■ **TASK DETAILS**
Find each of the lines below that contains the word "ceiling", and copy those lines out in full.

[Entries from a pointing dataset]

****************************************

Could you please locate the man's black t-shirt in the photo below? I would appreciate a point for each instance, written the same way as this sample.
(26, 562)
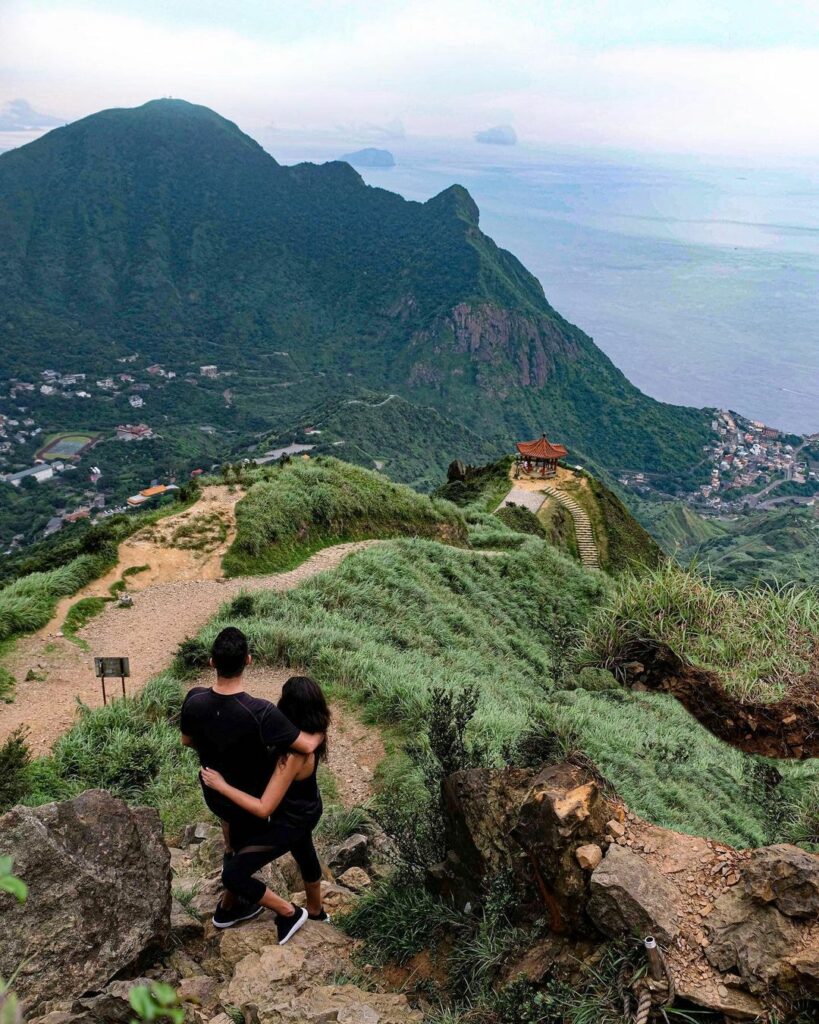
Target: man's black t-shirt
(239, 735)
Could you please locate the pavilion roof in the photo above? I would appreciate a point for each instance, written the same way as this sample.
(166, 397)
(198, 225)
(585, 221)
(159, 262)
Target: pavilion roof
(542, 449)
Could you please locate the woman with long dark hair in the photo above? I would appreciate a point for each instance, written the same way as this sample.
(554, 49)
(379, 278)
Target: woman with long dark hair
(288, 812)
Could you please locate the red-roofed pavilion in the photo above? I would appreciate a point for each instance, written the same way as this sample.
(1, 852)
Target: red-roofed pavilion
(539, 456)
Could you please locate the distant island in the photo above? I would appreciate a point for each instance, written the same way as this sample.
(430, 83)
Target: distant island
(370, 158)
(499, 135)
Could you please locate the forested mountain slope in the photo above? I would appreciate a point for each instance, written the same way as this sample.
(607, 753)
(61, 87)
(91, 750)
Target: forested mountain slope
(165, 229)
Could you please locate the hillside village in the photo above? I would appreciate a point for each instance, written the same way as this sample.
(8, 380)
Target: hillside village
(748, 460)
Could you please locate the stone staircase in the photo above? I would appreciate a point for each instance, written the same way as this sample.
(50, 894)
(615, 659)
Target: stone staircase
(587, 545)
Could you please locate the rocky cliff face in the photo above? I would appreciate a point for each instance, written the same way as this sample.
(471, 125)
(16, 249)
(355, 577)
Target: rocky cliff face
(503, 348)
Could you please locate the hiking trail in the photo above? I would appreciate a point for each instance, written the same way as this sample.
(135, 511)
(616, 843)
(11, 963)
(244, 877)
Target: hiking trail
(179, 592)
(532, 493)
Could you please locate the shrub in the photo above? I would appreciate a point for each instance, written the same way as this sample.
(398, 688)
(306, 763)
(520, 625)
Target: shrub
(14, 761)
(7, 684)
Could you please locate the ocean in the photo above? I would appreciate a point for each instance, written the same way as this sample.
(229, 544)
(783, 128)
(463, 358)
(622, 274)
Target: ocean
(700, 283)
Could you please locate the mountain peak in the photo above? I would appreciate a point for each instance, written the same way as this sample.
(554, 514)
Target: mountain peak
(457, 200)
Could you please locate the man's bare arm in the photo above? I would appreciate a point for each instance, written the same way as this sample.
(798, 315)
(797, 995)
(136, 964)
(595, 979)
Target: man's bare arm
(307, 742)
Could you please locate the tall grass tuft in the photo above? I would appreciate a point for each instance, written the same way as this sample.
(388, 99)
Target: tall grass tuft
(760, 640)
(292, 510)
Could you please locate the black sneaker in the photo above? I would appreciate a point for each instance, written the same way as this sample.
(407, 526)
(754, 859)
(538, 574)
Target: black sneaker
(287, 927)
(241, 910)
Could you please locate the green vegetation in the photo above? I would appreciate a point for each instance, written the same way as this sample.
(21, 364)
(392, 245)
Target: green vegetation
(395, 624)
(411, 443)
(28, 603)
(368, 292)
(157, 1001)
(14, 761)
(760, 640)
(33, 583)
(7, 684)
(80, 614)
(130, 748)
(774, 547)
(620, 540)
(294, 509)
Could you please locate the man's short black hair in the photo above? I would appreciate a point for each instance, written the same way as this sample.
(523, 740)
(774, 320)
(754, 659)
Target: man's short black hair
(229, 652)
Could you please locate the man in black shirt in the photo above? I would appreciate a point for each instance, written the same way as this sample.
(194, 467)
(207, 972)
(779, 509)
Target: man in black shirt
(242, 737)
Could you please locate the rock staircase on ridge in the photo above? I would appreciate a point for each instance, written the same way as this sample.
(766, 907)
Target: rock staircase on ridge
(587, 545)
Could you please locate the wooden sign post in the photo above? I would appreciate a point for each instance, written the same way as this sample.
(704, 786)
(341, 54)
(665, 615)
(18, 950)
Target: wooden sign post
(111, 668)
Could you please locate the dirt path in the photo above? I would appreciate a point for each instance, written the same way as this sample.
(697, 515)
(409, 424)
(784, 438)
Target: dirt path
(531, 492)
(163, 614)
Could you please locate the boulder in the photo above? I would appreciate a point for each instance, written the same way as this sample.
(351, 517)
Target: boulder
(259, 977)
(630, 896)
(734, 1003)
(802, 969)
(335, 898)
(111, 1006)
(751, 939)
(528, 824)
(184, 927)
(563, 809)
(99, 894)
(785, 877)
(201, 990)
(589, 856)
(353, 852)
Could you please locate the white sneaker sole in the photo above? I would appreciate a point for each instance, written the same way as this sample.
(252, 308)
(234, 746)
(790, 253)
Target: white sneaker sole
(295, 928)
(229, 924)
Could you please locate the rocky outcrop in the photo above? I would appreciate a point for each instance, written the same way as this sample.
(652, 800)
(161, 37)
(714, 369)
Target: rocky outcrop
(99, 894)
(740, 929)
(786, 728)
(529, 824)
(786, 877)
(758, 928)
(509, 348)
(632, 897)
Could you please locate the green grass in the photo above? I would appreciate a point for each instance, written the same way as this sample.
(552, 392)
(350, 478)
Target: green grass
(28, 603)
(7, 684)
(80, 614)
(394, 623)
(130, 748)
(293, 510)
(760, 640)
(33, 589)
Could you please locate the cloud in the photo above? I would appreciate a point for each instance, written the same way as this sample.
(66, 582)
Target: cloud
(500, 135)
(17, 115)
(436, 68)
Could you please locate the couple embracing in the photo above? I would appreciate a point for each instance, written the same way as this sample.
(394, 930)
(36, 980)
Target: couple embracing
(259, 763)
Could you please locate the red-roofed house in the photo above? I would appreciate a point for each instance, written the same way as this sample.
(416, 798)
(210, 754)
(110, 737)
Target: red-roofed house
(540, 455)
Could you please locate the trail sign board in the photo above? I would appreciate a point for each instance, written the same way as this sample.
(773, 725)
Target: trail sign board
(112, 668)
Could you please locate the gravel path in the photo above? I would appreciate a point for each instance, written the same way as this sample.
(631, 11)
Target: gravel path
(148, 634)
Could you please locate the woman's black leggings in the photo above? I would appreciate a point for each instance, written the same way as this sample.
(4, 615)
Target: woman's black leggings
(254, 852)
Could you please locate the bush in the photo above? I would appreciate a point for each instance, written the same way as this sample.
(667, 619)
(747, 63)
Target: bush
(14, 761)
(130, 748)
(397, 920)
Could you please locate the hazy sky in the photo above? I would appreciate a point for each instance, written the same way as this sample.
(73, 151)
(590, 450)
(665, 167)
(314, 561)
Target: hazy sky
(736, 78)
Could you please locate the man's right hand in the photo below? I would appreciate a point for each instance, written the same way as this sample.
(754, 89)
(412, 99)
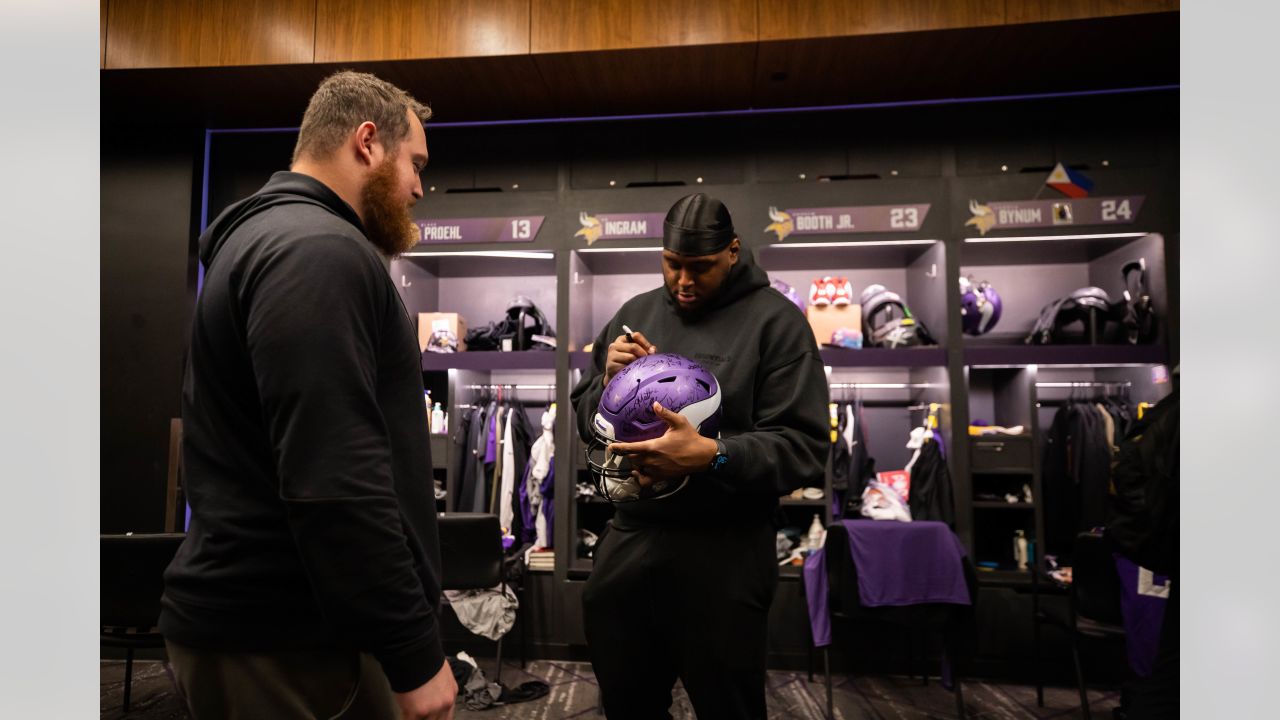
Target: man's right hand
(432, 700)
(622, 354)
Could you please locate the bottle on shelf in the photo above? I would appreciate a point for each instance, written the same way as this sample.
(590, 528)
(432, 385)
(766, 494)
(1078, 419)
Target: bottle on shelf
(816, 533)
(437, 419)
(1020, 548)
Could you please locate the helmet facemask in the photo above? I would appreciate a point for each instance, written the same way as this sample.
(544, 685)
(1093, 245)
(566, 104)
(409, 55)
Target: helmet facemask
(626, 415)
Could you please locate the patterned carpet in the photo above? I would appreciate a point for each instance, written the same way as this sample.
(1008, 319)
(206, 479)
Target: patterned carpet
(574, 695)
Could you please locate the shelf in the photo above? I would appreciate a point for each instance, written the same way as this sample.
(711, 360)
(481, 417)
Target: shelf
(1065, 355)
(885, 358)
(580, 568)
(1002, 577)
(837, 358)
(526, 360)
(804, 502)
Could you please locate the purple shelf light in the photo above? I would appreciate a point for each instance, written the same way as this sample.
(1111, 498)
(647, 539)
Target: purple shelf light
(1066, 355)
(528, 360)
(885, 358)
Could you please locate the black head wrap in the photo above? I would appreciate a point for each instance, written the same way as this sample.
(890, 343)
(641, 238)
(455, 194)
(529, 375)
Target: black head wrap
(698, 224)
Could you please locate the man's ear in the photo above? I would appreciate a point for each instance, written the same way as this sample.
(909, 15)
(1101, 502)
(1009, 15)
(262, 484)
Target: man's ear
(366, 144)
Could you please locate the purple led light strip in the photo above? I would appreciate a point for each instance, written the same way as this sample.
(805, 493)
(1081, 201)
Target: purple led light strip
(209, 133)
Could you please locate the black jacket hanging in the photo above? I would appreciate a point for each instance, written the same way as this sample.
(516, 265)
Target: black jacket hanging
(931, 496)
(1077, 473)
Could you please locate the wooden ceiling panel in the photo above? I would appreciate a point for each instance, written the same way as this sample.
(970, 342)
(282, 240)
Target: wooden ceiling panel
(1048, 10)
(403, 30)
(584, 26)
(470, 89)
(1036, 58)
(1125, 51)
(152, 33)
(370, 30)
(664, 80)
(787, 19)
(257, 32)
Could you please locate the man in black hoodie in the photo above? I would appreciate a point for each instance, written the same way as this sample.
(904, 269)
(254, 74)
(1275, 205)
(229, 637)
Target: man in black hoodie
(681, 586)
(309, 582)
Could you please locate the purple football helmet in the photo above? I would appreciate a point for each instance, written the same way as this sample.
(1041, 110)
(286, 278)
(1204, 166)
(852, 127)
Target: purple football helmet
(626, 415)
(979, 306)
(789, 292)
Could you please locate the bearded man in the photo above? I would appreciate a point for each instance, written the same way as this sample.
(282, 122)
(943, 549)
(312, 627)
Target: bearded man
(309, 580)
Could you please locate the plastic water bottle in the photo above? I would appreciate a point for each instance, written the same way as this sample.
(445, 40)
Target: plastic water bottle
(437, 419)
(816, 532)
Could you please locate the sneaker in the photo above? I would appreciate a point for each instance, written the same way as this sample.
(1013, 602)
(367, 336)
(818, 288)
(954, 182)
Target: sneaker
(841, 292)
(818, 295)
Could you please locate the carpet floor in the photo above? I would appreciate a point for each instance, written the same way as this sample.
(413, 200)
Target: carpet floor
(574, 695)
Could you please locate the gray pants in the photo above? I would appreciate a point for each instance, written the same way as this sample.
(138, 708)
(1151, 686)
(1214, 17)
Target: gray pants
(306, 684)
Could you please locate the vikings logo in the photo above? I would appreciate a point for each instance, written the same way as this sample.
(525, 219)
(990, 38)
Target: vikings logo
(983, 217)
(592, 228)
(782, 224)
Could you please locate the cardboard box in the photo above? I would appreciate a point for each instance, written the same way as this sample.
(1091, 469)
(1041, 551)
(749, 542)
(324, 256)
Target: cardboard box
(826, 319)
(430, 322)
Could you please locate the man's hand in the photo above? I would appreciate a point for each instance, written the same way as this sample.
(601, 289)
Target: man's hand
(430, 701)
(680, 451)
(622, 354)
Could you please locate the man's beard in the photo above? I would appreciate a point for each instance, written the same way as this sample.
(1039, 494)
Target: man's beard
(388, 222)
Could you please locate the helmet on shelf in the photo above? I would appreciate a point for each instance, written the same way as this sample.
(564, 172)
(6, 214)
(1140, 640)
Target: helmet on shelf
(626, 415)
(979, 306)
(789, 292)
(887, 322)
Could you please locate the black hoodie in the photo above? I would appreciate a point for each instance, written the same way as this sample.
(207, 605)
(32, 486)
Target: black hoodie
(775, 396)
(306, 455)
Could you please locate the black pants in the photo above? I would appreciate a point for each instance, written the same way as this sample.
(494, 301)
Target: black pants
(1156, 697)
(311, 684)
(681, 602)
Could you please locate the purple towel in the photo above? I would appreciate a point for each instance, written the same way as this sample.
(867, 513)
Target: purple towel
(897, 564)
(906, 563)
(1143, 596)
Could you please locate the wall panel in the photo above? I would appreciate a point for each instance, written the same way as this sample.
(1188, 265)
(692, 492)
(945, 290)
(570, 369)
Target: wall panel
(576, 26)
(152, 33)
(256, 32)
(158, 33)
(402, 30)
(1048, 10)
(786, 19)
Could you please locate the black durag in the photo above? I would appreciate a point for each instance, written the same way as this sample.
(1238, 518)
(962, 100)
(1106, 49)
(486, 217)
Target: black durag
(698, 224)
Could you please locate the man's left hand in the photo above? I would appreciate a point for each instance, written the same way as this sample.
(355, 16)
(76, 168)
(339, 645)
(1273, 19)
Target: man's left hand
(680, 451)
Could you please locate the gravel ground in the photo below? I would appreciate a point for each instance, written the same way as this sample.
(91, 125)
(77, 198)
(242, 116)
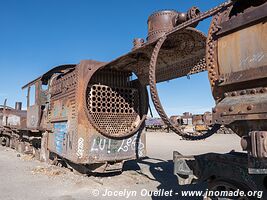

****************************************

■ **CORRECT RESULT**
Could you please locate the wooden ceiling panel in the photo above? I would appreciate a point for each instance, written the same way as this sample.
Target: wooden ceiling panel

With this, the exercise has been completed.